Task details: Turn every line of the material below into a JSON list of strings, one string per line, leaving out blank lines and the pictures.

Entries from a point annotation set:
- - - - - - -

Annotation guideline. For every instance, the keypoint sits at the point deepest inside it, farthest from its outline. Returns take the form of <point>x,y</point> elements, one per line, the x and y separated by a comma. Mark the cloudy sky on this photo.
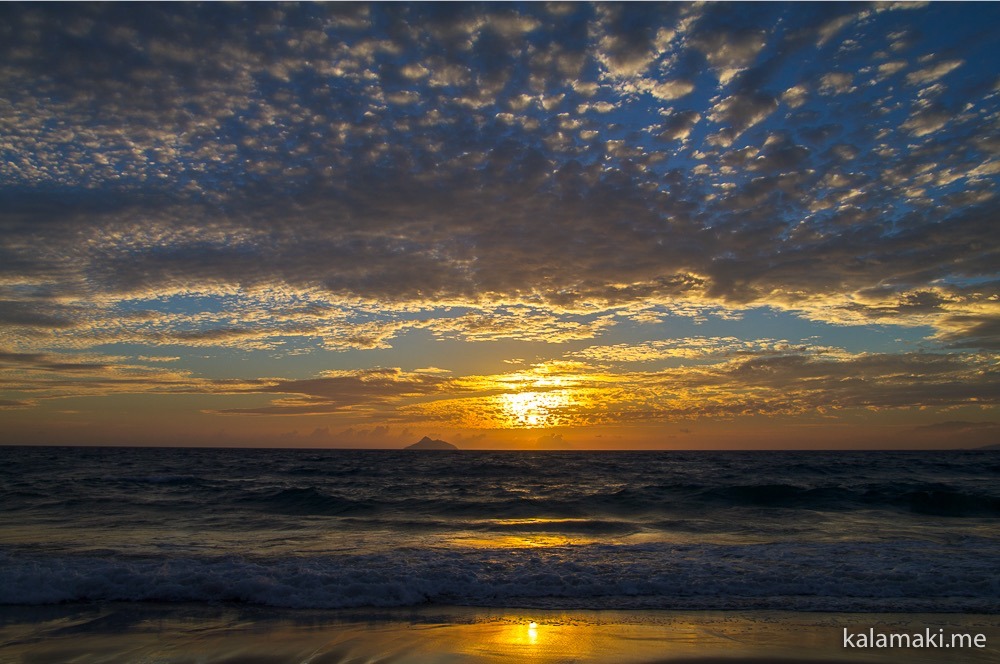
<point>541,225</point>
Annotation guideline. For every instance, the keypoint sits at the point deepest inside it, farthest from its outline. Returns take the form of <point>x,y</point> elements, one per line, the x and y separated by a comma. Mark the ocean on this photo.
<point>352,529</point>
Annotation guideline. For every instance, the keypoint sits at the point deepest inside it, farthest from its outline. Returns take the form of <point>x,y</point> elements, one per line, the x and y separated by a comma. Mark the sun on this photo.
<point>533,410</point>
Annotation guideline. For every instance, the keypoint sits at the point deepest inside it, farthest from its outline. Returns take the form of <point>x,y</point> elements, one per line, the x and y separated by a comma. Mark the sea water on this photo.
<point>817,531</point>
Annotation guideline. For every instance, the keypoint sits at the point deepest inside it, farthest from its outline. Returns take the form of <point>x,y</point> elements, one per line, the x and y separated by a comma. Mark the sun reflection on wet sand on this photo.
<point>440,635</point>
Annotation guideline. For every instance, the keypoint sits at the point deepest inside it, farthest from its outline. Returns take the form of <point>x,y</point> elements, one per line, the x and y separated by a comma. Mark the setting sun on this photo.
<point>534,409</point>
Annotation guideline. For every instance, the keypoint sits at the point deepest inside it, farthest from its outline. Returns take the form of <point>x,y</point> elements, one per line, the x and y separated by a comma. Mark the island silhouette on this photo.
<point>428,443</point>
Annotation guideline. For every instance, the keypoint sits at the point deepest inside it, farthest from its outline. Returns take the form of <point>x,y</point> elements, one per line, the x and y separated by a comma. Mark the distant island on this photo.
<point>427,443</point>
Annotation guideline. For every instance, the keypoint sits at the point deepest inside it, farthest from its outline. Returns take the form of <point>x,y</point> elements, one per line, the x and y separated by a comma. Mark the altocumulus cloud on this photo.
<point>245,176</point>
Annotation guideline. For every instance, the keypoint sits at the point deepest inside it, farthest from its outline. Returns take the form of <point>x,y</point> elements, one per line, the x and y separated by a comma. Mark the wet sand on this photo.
<point>189,634</point>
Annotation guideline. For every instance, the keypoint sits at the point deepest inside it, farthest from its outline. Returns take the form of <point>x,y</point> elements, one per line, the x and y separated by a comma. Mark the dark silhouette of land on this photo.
<point>427,443</point>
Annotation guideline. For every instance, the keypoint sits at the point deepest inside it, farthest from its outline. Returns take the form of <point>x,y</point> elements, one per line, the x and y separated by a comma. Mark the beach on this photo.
<point>274,556</point>
<point>186,634</point>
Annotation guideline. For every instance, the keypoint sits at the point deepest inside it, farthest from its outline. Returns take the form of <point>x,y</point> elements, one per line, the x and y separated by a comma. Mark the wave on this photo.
<point>879,576</point>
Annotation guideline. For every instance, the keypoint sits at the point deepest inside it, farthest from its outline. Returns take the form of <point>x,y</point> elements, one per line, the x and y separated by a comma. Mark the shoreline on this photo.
<point>216,634</point>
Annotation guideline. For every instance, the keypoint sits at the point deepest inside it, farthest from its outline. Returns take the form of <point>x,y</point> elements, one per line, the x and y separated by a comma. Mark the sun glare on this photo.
<point>533,410</point>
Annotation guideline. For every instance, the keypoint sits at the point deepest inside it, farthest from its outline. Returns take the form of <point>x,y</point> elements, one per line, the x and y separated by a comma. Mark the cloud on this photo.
<point>343,177</point>
<point>932,73</point>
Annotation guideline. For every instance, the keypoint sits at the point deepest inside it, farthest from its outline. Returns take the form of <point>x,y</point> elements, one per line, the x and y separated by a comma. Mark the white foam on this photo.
<point>867,576</point>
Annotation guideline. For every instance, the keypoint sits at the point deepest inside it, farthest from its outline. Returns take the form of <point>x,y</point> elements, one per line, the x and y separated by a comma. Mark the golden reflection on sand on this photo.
<point>448,635</point>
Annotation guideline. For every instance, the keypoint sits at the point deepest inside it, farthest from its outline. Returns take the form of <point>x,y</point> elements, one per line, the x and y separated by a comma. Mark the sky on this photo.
<point>527,226</point>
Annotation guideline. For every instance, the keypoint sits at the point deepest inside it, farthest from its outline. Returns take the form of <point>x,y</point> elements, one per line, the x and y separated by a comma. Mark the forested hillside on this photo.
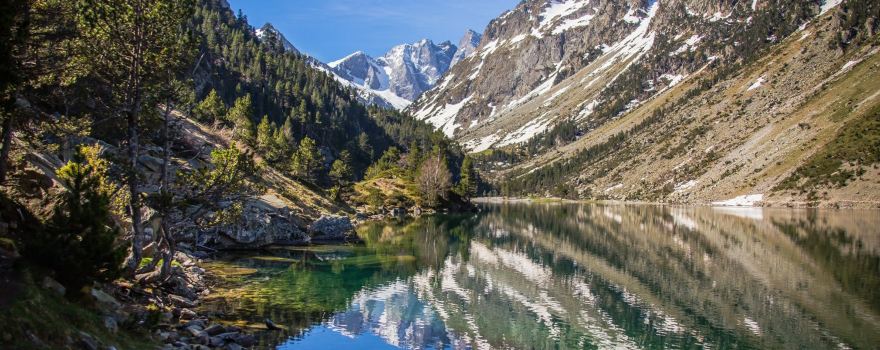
<point>140,134</point>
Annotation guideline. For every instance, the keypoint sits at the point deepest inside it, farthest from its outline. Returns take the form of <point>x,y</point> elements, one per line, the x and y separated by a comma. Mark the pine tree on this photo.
<point>14,23</point>
<point>365,147</point>
<point>265,138</point>
<point>211,108</point>
<point>240,115</point>
<point>132,47</point>
<point>434,180</point>
<point>340,171</point>
<point>467,185</point>
<point>308,163</point>
<point>79,241</point>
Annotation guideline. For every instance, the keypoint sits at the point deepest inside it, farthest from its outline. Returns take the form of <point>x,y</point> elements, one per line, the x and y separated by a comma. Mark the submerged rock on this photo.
<point>331,227</point>
<point>54,286</point>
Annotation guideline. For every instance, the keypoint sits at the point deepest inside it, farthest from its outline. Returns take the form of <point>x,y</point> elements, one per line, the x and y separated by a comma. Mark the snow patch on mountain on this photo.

- - - - - - -

Result for this task:
[
  "Annotation guideline. For every instance, the keypoint sits at the point deepest inside it, farthest from its outline. Returns take the form of <point>x,y</point> elements, one per line, the x and y separated by a comma. Mark the cloudy sky on this photo.",
  "<point>541,225</point>",
  "Annotation guideline. For every instance, the keypoint sits at the point deepest inside it, farthest from its outline. Returns take the form of <point>x,y</point> elements, one per line, the x and y separated by a comma. Mark the ocean on this photo.",
  "<point>352,529</point>",
  "Annotation guideline. For every instance, the keypoint sits at the point deepest inside it, farthest from its outline. Returns take the form of <point>x,y</point> elements, one per line, the x and y separated by a comma. Mark the sun on this photo.",
  "<point>533,410</point>",
  "Annotation guideline. For every instance, the keypoint sits at the point deepest inside it, farthest from its outline. Returns take the form of <point>x,y</point> elements, one per line, the x and y separated by a comma. Mark the sea water on this photo.",
  "<point>817,531</point>",
  "Annotation guideline. For every instance, the keypoint sits at the point deepest inside it, farthest from its outline. Returns take the form of <point>x,y</point> elements, one per line, the x and y separated by a comma. Mark the sun reflection on wet sand on this photo.",
  "<point>440,635</point>",
  "Annotation guideline. For every instance, the keypoint sits at the point deepest inside it, farthest from its outline. Returns take the form of <point>x,y</point> elements, one per line, the x and y separated by a comma. Mark the setting sun on this photo.",
  "<point>534,409</point>",
  "Annotation guideline. For every instance, the keypoint sits at the point deepest inside it, farthest from its outline. Returns take the form of <point>x,y</point> elements, one per line, the x and y separated by a comma. Mark the island silhouette on this photo.",
  "<point>428,443</point>",
  "Annotation guideline. For every instance, the keypoint sits at the point deepest inside it, farthest from its outline. Returns take the form of <point>x,y</point> elements, one per line, the x and y separated by a comma. Mark the distant island on this photo.",
  "<point>427,443</point>",
  "Annotation guideline. For every instance, the keypoint sits at the point deepest inside it, farthest from its outline. Returns take the form of <point>x,y</point> elements, one per line, the x and y separated by a comma. Mark the altocumulus cloud on this photo.",
  "<point>245,176</point>",
  "Annotation guideline. For every instance, the keypoint sits at the point deepest inside it, farthest from its outline. Returns take the form of <point>x,y</point> elements, one per line, the x and y separated by a comma. Mark the wet sand on this photo.",
  "<point>189,634</point>",
  "Annotation guideline. For every instance, the keypoint sits at the point deepest inside it, farthest from its outline. Returns take the form of <point>x,y</point> elements, one per line, the x and y separated by a comma. Mark the dark silhouette of land on this photo.",
  "<point>427,443</point>",
  "Annotation guideline. For every instance, the keypoint sits at the point deepest inside it, farthest from its outline. Returns take the form of <point>x,y</point> elements, one per line, the x and y separated by a comma. Mark the beach on this photo.",
  "<point>274,556</point>",
  "<point>186,634</point>",
  "Annotation guideline. For every instance, the keypoint sits at the point deepest inside it, farthest from its outline. Returns take the form of <point>x,y</point> elements, one per line, the x and y separated by a comma. Mark the wave on this photo.",
  "<point>879,576</point>",
  "Annotation guideline. For every instance, the keypoint sits at the point deepest inside it, farthest from its outline. Returns take the form of <point>x,y</point> elements, one per line, the x and y separated by a comma. Mark the shoreline on this photo.",
  "<point>216,634</point>",
  "Annotation guideline. For every instance, the keypoint sits at the point deepest inside it, farthest from its outline. Returns take the form of <point>x,y</point> elements, one per line, the x and y separated by a comma. Mark the sun glare on this photo.",
  "<point>533,410</point>",
  "Annotation guideline. For every instance, the keypoint sits at the point deepest inside it, farthest from its outline. Returns take the form of <point>x,y</point> elements, one per line, the x and y separated by a comma. Mark the cloud on this photo.",
  "<point>343,177</point>",
  "<point>932,73</point>",
  "Annotation guideline. For every instance, the keypoint sits at the point deepest inside it, farthest from its outline. Returns take the form of <point>x,y</point> elements, one per line, the x and y separated by a comma. Mark the white foam on this photo.",
  "<point>867,576</point>",
  "Annotation guideline. For every instance, the keypoint sits at the point deepest inside it, farthest from its outline. Returns take the form of <point>x,y</point> elements, one per line, the x and y separated by a comma. Mark the golden reflection on sand on this photo.",
  "<point>448,635</point>",
  "Annotation guideline. For every instance, the keypoint sits at the point deepest inside it, farthest from its outline. Returns take the form of <point>x,y</point> elements, one per line, the x and y separated by a comma. Mark the sky on this photo.",
  "<point>527,226</point>",
  "Annotation guideline. For every instance, the keypoint sits at the point deepest inside it, farthest from its outline. Returns take the form of <point>x,y</point> elements, one per line, the x and y separated by a comma. Mark the forested hillside on this photo.",
  "<point>140,134</point>",
  "Annotation guideline. For every instance, the keypoint sits at the point deepest inside it, farthest from its outline. Returns take the form of <point>x,y</point> elements, one per line, the x and y separated by a comma. Mark the pine tree on this photo.",
  "<point>14,23</point>",
  "<point>365,147</point>",
  "<point>265,138</point>",
  "<point>211,108</point>",
  "<point>240,115</point>",
  "<point>132,47</point>",
  "<point>434,180</point>",
  "<point>340,171</point>",
  "<point>467,185</point>",
  "<point>308,163</point>",
  "<point>79,241</point>",
  "Annotation guideline. For every instance, the keypoint sits at the point deepest inside it, farthest from its outline. Returns take the form of <point>x,y</point> elements, one per line, the x and y separated by a comma. Mark the submerged rock on this photo.",
  "<point>331,227</point>",
  "<point>54,286</point>",
  "Annotation guideline. For every instance, the keypoint sits at the point deepest inside it, farthest from its outline. Returns take the form of <point>x,y</point> elements, one per line, the x and y separated by a comma. Mark the snow patch on mountain on this photo."
]